:: What the task requires ::
Print every line of the material below, starting at the line that contains "In this exercise you will locate the stone facade" and continuing through the last line, with nothing changed.

Image location labeling entries
====
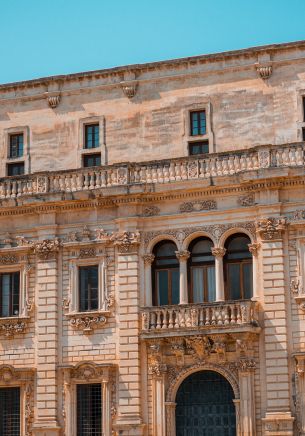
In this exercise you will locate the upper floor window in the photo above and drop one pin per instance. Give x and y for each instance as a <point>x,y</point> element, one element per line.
<point>10,411</point>
<point>198,123</point>
<point>165,274</point>
<point>198,147</point>
<point>15,169</point>
<point>16,145</point>
<point>89,409</point>
<point>92,139</point>
<point>88,288</point>
<point>201,271</point>
<point>9,294</point>
<point>238,268</point>
<point>92,160</point>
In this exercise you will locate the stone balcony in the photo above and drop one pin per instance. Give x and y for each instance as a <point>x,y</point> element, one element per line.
<point>106,180</point>
<point>209,318</point>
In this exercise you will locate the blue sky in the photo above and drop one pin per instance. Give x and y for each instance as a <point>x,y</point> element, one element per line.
<point>47,37</point>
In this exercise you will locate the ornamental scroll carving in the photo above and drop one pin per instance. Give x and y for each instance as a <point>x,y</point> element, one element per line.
<point>47,249</point>
<point>126,241</point>
<point>271,228</point>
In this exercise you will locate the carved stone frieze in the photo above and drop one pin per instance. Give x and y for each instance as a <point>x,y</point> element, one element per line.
<point>218,251</point>
<point>8,259</point>
<point>87,252</point>
<point>87,322</point>
<point>192,206</point>
<point>150,211</point>
<point>246,200</point>
<point>264,71</point>
<point>216,231</point>
<point>182,255</point>
<point>271,228</point>
<point>126,241</point>
<point>47,248</point>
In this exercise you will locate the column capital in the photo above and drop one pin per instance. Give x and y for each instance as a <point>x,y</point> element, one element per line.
<point>148,259</point>
<point>253,248</point>
<point>182,255</point>
<point>218,251</point>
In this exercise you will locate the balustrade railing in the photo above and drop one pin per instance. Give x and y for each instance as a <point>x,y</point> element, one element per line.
<point>220,314</point>
<point>162,171</point>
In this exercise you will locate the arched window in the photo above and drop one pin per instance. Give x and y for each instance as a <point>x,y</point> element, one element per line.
<point>238,268</point>
<point>165,274</point>
<point>201,271</point>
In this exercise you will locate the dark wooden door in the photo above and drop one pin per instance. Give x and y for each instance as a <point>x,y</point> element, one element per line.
<point>205,406</point>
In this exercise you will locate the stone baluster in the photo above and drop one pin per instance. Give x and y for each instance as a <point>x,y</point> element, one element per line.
<point>183,256</point>
<point>148,260</point>
<point>253,248</point>
<point>219,252</point>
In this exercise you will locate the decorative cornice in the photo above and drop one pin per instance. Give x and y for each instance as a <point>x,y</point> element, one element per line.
<point>192,206</point>
<point>271,228</point>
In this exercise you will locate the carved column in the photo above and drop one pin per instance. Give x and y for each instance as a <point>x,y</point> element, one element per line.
<point>300,379</point>
<point>247,397</point>
<point>158,399</point>
<point>183,256</point>
<point>170,409</point>
<point>148,260</point>
<point>253,248</point>
<point>219,252</point>
<point>46,412</point>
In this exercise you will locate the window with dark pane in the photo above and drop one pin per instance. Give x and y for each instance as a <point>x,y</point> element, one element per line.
<point>198,123</point>
<point>165,274</point>
<point>92,136</point>
<point>92,160</point>
<point>9,294</point>
<point>201,271</point>
<point>10,411</point>
<point>16,145</point>
<point>89,410</point>
<point>88,288</point>
<point>238,268</point>
<point>198,147</point>
<point>15,169</point>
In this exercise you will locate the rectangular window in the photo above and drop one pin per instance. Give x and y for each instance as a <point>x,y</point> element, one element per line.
<point>200,147</point>
<point>92,160</point>
<point>16,145</point>
<point>9,294</point>
<point>10,411</point>
<point>92,133</point>
<point>89,410</point>
<point>16,169</point>
<point>88,288</point>
<point>198,123</point>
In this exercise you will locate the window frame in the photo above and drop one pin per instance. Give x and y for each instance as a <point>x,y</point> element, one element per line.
<point>206,106</point>
<point>83,122</point>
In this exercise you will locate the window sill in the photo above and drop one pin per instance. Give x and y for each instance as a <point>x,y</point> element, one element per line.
<point>12,325</point>
<point>89,320</point>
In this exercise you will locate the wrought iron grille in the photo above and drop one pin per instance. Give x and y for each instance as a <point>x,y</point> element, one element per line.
<point>89,410</point>
<point>205,406</point>
<point>9,411</point>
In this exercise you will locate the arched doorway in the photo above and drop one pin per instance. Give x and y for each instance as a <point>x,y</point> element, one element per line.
<point>205,406</point>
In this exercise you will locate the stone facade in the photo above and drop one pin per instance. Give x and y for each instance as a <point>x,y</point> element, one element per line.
<point>59,217</point>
====
:: Right answer ::
In this exercise you will locate the stone facade in the photo above and drop one pin per instance. Give x and y for each instance as a <point>x,y</point> element, one element per line.
<point>59,217</point>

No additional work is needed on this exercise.